## Source passage
⟨

Paris has spearheaded many initiatives aimed towards eliminating racism and discrimination, including the Run Against Racism and the Action Plan to Address Racism and Discrimination.
He, along with many, found inspiration in Mandela. His many accomplishments are practically endless and the impact he leaves immeasurable.
Mayor Barrie MacMillan issued a statement Friday on behalf of council and New Glasgow residents.
Among his comments, he said, “His death will be marked in history as a time people will always remember exactly where they were and what they were doing when they heard this sad news. His great legacy and his works will live on forever.”
Mandela has been called the “son and father of South Africa.” Paris says he was also the brother to everyone around the world.
Mandela spent 27 years in prison after being convicted of trying to overthrow the government, 18 of which were spent in Robben Island prison.
Paris finds it unbelievable that he could survive living in a tiny cell, enduring everything from sickness to brutality, and still come out ready to continue his fight for equality.
“How can one individual do that?”
After hearing of his passing, Paris pulled out a photo of his brother, Peter, and Mandela.
Rev. Dr. Peter Paris visited Mandela shortly after his release from prison in 1990 as part of a clergy invitation from Archbishop Desmond Tutu.

⟩

## Stored records
⟨

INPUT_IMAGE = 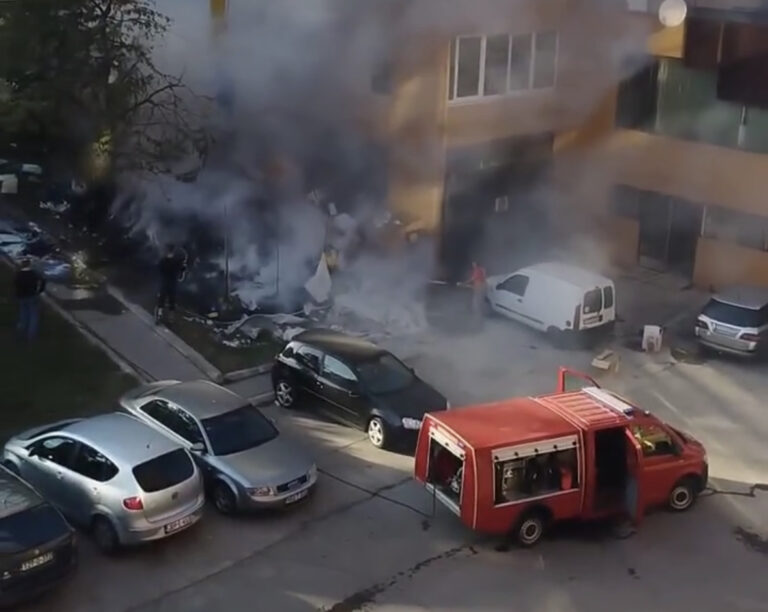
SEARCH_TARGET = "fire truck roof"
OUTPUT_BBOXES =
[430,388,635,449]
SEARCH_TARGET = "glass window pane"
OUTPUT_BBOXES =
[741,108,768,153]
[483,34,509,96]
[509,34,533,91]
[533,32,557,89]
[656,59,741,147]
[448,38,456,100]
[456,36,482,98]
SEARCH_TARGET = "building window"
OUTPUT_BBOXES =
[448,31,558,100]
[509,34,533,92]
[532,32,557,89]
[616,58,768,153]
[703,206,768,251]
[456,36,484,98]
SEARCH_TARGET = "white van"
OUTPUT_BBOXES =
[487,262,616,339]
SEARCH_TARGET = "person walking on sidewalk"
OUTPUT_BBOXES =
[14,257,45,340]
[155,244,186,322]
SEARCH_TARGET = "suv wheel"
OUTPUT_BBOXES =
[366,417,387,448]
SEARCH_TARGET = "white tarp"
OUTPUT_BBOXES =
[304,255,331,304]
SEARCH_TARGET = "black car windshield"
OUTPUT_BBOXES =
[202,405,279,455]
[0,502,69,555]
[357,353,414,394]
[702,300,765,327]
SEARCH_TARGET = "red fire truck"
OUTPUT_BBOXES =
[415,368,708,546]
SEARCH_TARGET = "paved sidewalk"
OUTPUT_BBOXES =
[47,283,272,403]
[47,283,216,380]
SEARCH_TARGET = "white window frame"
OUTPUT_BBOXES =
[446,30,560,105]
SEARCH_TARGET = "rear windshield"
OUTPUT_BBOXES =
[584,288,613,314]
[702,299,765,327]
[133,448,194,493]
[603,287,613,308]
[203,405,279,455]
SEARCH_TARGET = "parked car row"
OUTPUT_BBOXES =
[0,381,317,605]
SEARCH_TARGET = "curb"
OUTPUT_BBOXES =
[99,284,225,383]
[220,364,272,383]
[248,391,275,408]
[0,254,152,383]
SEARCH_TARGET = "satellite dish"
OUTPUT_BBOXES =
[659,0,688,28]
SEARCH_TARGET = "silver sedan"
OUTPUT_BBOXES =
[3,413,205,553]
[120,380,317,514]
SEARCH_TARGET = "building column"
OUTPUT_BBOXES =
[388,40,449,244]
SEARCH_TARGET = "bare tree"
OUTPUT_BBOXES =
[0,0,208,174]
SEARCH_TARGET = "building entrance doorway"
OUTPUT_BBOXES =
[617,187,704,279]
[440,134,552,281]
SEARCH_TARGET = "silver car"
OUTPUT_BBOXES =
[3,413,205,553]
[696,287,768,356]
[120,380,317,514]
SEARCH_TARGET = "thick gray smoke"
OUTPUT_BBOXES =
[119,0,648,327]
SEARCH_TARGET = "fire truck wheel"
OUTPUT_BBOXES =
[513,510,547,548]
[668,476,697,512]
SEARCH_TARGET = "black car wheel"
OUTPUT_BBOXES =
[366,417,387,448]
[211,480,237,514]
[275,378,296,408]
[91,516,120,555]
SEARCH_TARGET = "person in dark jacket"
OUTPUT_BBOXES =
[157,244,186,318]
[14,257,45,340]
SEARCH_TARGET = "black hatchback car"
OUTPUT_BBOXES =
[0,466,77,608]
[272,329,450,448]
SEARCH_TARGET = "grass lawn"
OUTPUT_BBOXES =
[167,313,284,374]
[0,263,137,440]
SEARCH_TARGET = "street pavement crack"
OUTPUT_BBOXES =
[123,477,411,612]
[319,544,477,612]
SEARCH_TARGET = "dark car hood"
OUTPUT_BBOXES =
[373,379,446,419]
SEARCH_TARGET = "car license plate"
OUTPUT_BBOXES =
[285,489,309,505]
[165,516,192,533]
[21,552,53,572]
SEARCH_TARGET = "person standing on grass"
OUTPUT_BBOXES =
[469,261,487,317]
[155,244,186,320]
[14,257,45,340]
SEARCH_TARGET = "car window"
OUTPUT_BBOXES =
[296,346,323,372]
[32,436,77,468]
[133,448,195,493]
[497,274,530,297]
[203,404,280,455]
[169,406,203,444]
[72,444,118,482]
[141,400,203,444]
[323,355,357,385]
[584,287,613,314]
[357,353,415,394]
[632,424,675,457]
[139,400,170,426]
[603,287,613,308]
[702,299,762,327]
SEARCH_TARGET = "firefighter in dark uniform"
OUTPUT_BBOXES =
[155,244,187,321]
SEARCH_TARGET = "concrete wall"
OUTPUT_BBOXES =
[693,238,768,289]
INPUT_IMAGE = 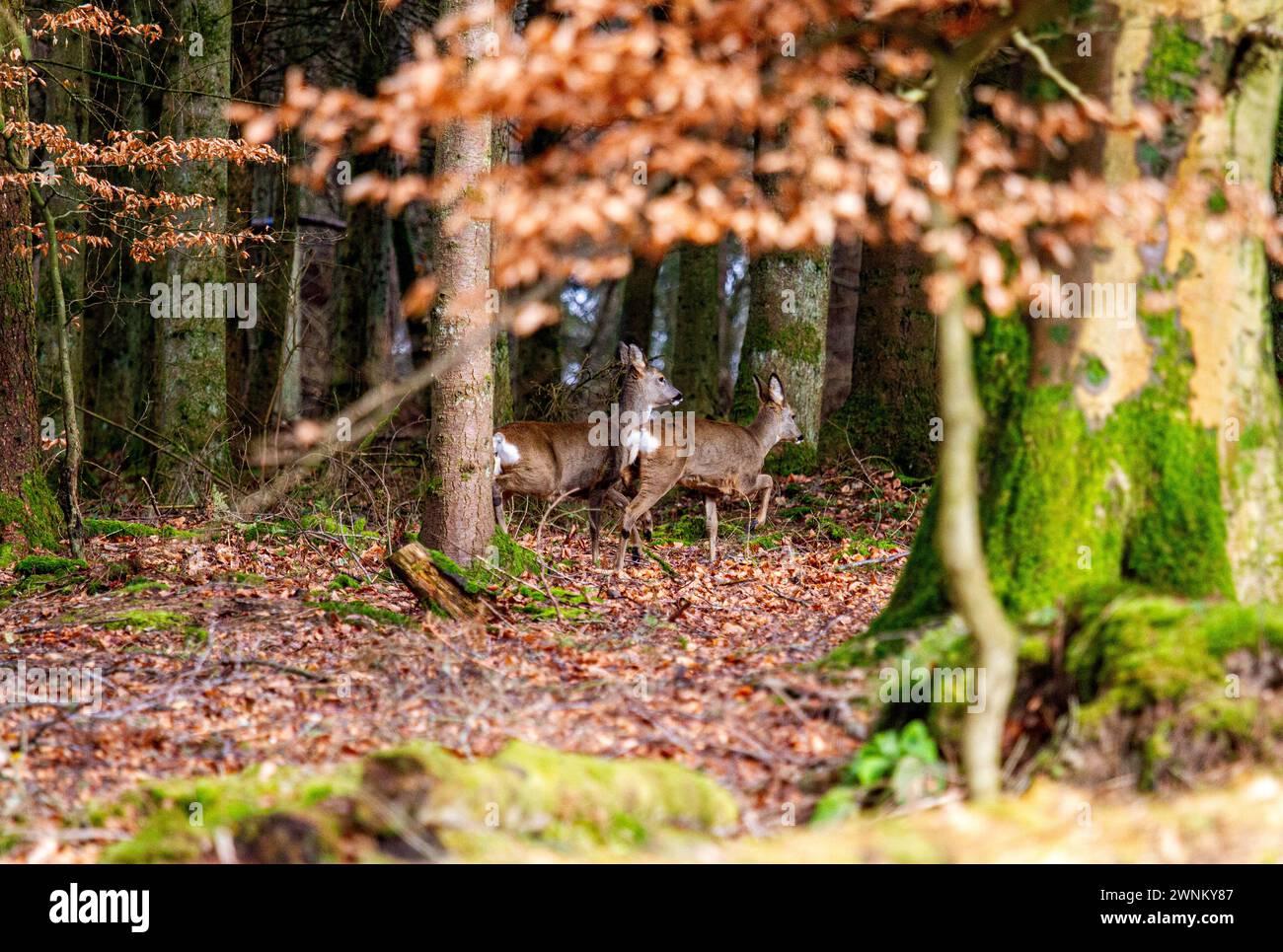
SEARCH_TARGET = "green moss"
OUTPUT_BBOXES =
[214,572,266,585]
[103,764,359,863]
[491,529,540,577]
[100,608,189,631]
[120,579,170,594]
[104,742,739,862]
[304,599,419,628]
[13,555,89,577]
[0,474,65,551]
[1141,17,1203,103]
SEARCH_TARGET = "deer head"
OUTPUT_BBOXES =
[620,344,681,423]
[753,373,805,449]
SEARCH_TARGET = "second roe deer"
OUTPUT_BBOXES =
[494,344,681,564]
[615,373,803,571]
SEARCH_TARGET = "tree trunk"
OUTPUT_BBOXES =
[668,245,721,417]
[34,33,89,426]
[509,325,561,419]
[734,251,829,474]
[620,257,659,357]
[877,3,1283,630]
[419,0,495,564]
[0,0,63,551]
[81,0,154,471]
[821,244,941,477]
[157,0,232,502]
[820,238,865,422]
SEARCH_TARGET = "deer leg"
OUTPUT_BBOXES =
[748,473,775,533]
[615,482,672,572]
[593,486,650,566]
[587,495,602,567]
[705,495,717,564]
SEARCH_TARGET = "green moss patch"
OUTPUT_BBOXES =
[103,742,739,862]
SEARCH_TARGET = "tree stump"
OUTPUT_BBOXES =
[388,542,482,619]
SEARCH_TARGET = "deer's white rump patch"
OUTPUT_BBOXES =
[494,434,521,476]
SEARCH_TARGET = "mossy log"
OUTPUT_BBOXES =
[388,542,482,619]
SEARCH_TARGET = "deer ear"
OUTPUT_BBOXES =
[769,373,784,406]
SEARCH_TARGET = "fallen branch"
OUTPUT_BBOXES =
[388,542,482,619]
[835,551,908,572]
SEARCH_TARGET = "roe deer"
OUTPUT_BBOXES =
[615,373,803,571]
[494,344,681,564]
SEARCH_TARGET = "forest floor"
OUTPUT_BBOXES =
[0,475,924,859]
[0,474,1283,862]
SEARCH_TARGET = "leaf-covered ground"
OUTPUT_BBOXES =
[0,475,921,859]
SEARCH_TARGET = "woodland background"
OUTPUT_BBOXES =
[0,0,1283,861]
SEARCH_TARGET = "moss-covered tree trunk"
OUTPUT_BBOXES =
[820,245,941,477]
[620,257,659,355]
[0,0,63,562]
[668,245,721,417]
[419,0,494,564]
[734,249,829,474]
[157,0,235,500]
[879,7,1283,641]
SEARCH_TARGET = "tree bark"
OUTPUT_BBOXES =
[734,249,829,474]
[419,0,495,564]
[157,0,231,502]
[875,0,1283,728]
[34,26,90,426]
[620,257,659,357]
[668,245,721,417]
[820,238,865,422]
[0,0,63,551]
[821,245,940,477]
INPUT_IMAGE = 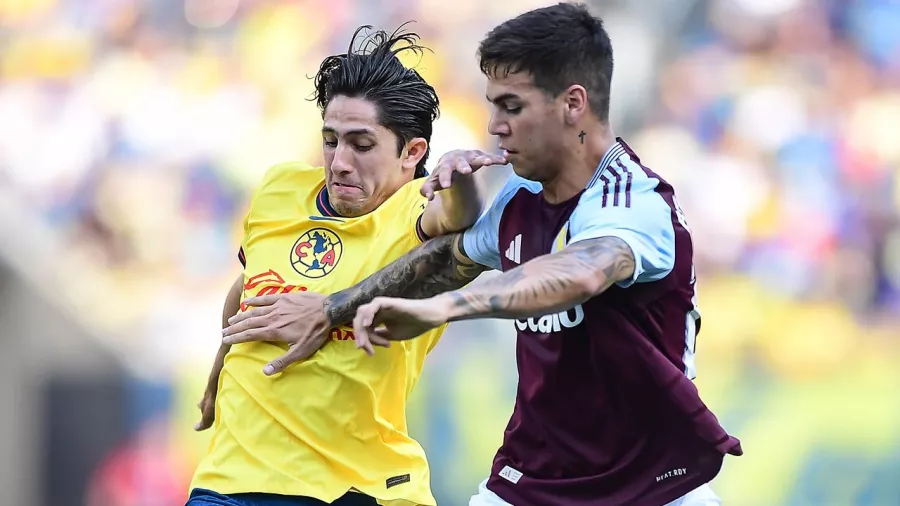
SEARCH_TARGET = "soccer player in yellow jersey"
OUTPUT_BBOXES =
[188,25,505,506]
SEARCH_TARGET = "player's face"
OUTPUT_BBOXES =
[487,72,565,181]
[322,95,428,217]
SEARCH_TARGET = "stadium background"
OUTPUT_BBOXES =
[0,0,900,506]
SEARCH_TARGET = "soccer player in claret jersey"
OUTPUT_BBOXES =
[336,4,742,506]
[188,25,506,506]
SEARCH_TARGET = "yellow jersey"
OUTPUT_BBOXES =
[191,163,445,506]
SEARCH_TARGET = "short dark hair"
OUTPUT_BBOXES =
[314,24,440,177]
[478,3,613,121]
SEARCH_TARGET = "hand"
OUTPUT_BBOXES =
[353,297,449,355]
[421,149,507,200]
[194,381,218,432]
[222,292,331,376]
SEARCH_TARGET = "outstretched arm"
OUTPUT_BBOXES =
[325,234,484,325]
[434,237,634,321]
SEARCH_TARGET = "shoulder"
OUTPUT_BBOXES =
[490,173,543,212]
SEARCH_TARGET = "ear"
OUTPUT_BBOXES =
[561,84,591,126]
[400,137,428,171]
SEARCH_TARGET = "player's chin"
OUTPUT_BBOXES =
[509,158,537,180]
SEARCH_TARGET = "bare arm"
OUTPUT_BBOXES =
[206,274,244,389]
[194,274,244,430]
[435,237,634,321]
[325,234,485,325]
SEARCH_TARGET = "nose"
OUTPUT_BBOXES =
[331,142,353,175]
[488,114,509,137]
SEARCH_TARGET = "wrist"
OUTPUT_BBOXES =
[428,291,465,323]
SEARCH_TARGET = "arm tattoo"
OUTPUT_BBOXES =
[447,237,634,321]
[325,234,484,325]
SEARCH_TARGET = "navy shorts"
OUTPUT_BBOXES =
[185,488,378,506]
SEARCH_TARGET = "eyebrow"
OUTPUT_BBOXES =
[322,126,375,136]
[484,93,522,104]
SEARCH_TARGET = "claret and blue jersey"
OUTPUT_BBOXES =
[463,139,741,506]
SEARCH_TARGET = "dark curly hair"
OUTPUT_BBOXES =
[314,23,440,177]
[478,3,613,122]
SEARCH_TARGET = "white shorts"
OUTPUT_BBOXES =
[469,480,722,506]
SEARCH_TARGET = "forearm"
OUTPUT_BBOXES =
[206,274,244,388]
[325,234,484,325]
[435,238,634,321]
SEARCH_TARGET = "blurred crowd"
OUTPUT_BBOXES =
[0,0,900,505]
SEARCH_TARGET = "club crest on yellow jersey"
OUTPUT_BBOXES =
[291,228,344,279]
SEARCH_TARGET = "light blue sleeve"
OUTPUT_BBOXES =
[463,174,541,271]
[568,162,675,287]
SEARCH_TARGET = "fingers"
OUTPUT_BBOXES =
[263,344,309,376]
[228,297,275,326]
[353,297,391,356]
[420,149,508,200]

⟩

## Work instructions
(1) Can you reproduce the Mandela article word for word, starting at "Among his comments, he" and ending at "around the world."?
(2) Could you write the next part of the article on Mandela's death, picking up after its final sentence?

## Responses
(1)
Among his comments, he said, “His death will be marked in history as a time people will always remember exactly where they were and what they were doing when they heard this sad news. His great legacy and his works will live on forever.”
Mandela has been called the “son and father of South Africa.” Paris says he was also the brother to everyone around the world.

(2)
“What a wonderful opportunity he had.”
After seeing the photo and hearing of Peter’s experiences, Henderson said he’s been in awe of Mandela.
Henderson said Peter felt honoured simply to walk the same ground as Mandela.
Peter hung onto Mandela’s every word, watching him walk with grace and dignity.
Peter has been published numerous times on race, social justice and religion.
He lives in Boston, serving as the Visiting Walter G. Muelder Professor of Social Ethics at the Boston University School of Theology. He has taught at many university divinity schools including Princeton Theological Seminary, Vanderbilt University Divinity School, and Harvard University Divinity School.
He grew up in New Glasgow and earned his Bachelor of Arts and Bachelor of Divinity at Acadia University.
He also went on to earn his M.A. and Ph.D degrees from the University of Chicago.
Part of Henderson’s interest in Mandela lays in their mutual love of sports.
Mandela was an integral part of bringing the Rugby World Cup to South Africa in 1995.
“He used that as a drawing card – to draw people together,” Paris says, adding that it was victorious in both a win as well as joining people of the country in unity.
Paris, an avid runner, says there’s nothing greater that brings people together than sports, citing the Olympics as an example.
He says this generation will likely never have the opportunity to follow someone as influential as Mandela.
“South Africa has lost its most shining star.”